◆ **Texte étudié**
To assess the proportion of persons (1) who had some knowledge of the relationship between diabetes and oral health, (2) who declared that their dentist was aware of their diabetes, as well as their determinants; and link this knowledge and information to dental care use.

Methods –

In the ENTRED 2007 Study, 8,926 adults with diabetes, living in mainland France, were randomly selected. Among them, 3,894 persons with type 2 diabetes filled in a questionnaire regarding their socio-demographic characteristics, their health status, and some indications of their knowledge and behaviours related to oral health.

Results –

Almost 70% of the participants did not know there was a link between diabetes and oral health. More than 40% declared that their dentist did not know about their diabetes, among them 40% thought that diabetes was of no concern to the dentist. Knowing the links between diabetes and oral health and informing one’s dentist was favorably associated with dental care use.

Conclusion –

Dental diseases can be prevented and controlled in diabetic patients. Important improvement can be made in terms of patient information as well as awareness of the dentist regarding their patients’ diabetic status in order to allow adequate dental care management.

Introduction

Le diabète et la santé bucco-dentaire sont étroitement liés, et ce de manière bidirectionnelle 1,2. Un diabète non équilibré est un facteur de risque de la maladie parodontale et peut entraîner une destruction progressive du support osseux de la dent 1,2. Si les dents ne sont pas remplacées de manière appropriée, leur perte rend la mastication plus difficile avec des conséquences sur la nutrition et l’équilibre glycémique des personnes diabétiques 3. La maladie parodontale peut également avoir des conséquences sur le diabète, l’inflammation chronique favorisant l’insulinorésistance 4,5.

La prévention des affections bucco-dentaires semble avoir un effet bénéfique sur l’équilibre glycémique des diabétiques 5. Cette prévention passe par des connaissances, attitudes et pratiques appropriées, notamment en termes d’hygiène et de recours aux soins bucco-dentaires. La Haute Autorité de santé (HAS) a préconisé au moins une visite annuelle chez le chirurgien-dentiste dans le cadre du suivi des patients diabétique 6. Pourtant, en 2008, l’Enquête santé et protection sociale (ESPS) a montré que seulement 57% des personnes diabétiques avaient eu recours au chirurgien-dentiste dans les deux dernières années contre 69% des personnes non diabétiques 7.

La principale barrière au recours aux soins dentaires est financière 7. Dans l’étude Entred (Échantillon national témoin représentatif des personnes diabétiques) 2007, les soins dentaires étaient un des principaux postes du reste à charge chez les personnes diabétiques qui déclaraient également, pour plus de 50% d’entre elles, rencontrer des difficultés financières 8.

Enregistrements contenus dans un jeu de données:
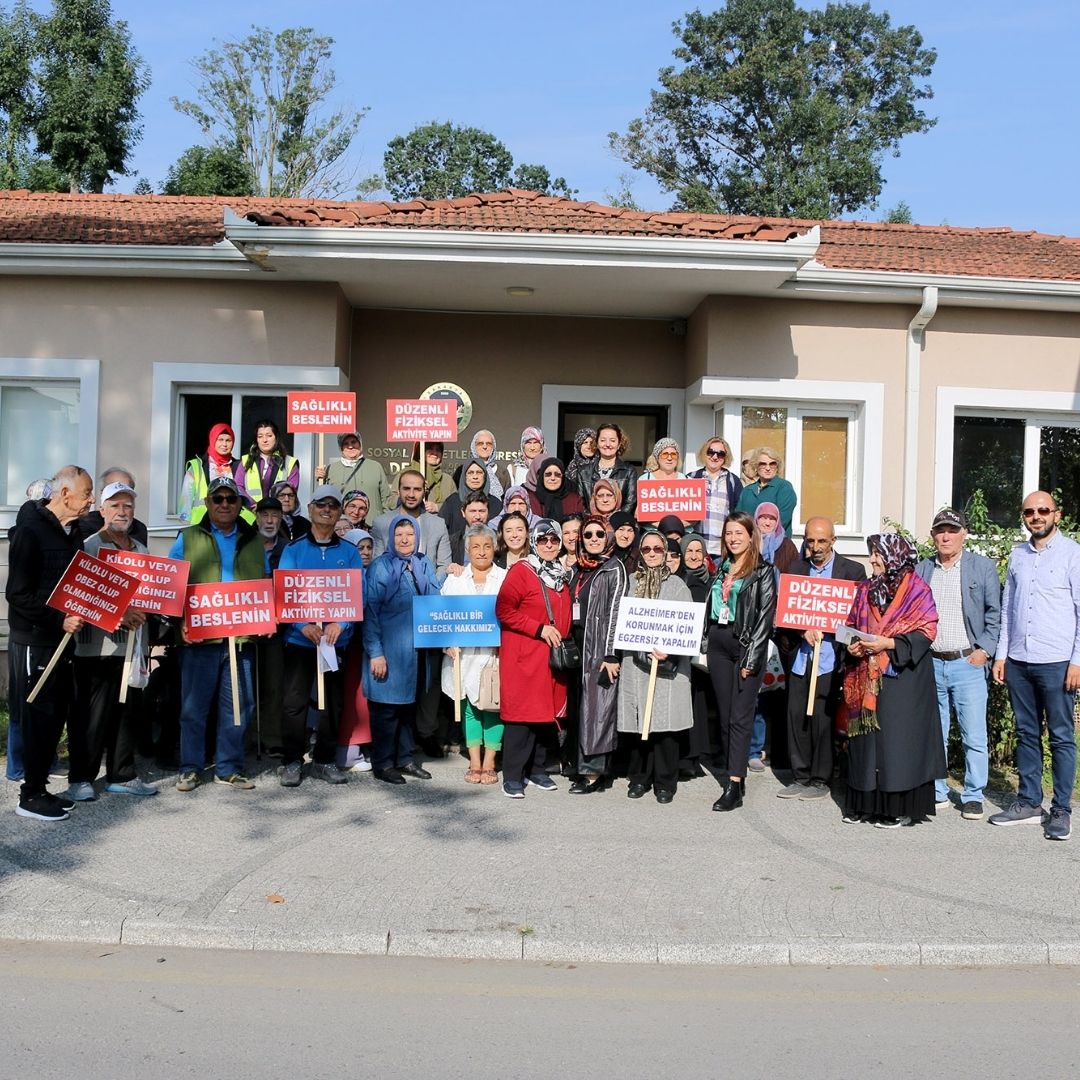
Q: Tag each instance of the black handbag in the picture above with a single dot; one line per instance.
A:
(566, 656)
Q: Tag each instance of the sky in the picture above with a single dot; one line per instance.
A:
(551, 80)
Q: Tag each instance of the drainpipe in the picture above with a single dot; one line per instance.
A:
(916, 334)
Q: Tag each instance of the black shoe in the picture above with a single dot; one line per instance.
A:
(731, 798)
(389, 775)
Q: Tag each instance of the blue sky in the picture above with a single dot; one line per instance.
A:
(551, 80)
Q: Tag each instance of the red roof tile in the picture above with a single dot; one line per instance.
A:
(43, 217)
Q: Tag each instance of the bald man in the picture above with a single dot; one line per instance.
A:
(1038, 659)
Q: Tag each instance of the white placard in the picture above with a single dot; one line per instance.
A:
(672, 626)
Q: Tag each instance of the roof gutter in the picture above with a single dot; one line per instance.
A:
(916, 338)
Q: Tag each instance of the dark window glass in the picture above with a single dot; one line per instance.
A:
(988, 455)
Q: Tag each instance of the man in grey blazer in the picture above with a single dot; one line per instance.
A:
(968, 597)
(434, 539)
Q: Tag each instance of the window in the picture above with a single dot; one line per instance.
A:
(39, 434)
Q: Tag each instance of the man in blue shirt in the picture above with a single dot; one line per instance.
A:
(1038, 657)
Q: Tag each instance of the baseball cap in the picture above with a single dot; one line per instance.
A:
(949, 516)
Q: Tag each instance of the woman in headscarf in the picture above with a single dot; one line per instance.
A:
(473, 477)
(584, 450)
(894, 744)
(554, 496)
(655, 761)
(531, 447)
(742, 603)
(395, 673)
(532, 693)
(598, 582)
(483, 447)
(216, 461)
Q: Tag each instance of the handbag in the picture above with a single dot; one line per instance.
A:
(488, 698)
(566, 656)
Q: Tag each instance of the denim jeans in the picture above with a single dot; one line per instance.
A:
(205, 684)
(1038, 690)
(963, 686)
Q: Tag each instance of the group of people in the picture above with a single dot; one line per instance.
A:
(558, 547)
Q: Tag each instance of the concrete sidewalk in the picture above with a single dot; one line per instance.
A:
(447, 868)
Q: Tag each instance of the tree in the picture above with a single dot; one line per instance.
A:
(85, 119)
(264, 97)
(777, 110)
(444, 161)
(210, 171)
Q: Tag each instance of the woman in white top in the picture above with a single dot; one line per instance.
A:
(483, 729)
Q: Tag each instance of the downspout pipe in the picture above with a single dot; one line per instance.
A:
(916, 336)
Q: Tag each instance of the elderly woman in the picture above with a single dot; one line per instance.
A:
(395, 674)
(597, 584)
(531, 447)
(770, 487)
(723, 488)
(534, 609)
(483, 729)
(741, 606)
(894, 745)
(554, 495)
(611, 447)
(655, 761)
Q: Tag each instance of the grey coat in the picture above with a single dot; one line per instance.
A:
(672, 710)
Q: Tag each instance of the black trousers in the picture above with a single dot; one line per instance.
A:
(524, 753)
(736, 698)
(102, 726)
(299, 674)
(41, 720)
(653, 761)
(810, 738)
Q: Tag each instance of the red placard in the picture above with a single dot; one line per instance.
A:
(162, 582)
(229, 609)
(421, 420)
(319, 595)
(658, 498)
(94, 591)
(321, 410)
(813, 603)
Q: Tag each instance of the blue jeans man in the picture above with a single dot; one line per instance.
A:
(962, 686)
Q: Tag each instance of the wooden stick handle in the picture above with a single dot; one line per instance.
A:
(647, 721)
(49, 669)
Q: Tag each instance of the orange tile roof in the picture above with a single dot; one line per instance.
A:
(43, 217)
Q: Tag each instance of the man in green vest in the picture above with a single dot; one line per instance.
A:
(220, 548)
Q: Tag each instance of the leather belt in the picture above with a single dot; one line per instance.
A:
(955, 655)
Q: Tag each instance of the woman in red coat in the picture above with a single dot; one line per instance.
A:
(531, 692)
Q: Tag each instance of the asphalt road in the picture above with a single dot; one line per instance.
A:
(89, 1012)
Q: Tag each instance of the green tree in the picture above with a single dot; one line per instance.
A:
(265, 96)
(208, 171)
(778, 110)
(85, 119)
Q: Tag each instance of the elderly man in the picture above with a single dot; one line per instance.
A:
(810, 738)
(102, 726)
(1038, 658)
(43, 542)
(322, 549)
(220, 548)
(968, 597)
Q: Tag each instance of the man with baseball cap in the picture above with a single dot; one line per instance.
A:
(968, 597)
(221, 547)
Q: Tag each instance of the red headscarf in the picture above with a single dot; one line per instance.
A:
(219, 429)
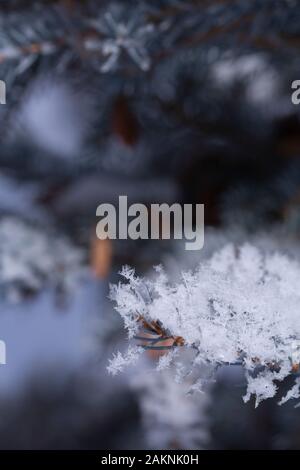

◆ **Travail demandé**
Répondez à ces questions à partir du texte étudié :
1. Combien de personnes atteintes de diabète de type 2 ont rempli le questionnaire de l'étude ENTRED 2007 ?
2. Quelle fréquence minimale de visite chez le chirurgien-dentiste la Haute Autorité de santé préconise-t-elle pour les patients diabétiques ?
3. D'après l'ESPS de 2008, quelle part des personnes diabétiques avait eu recours au chirurgien-dentiste dans les deux dernières années ?

◆ **Réponse**
1. 3 894 personnes.
2. Au moins une visite par an.
3. 57 %.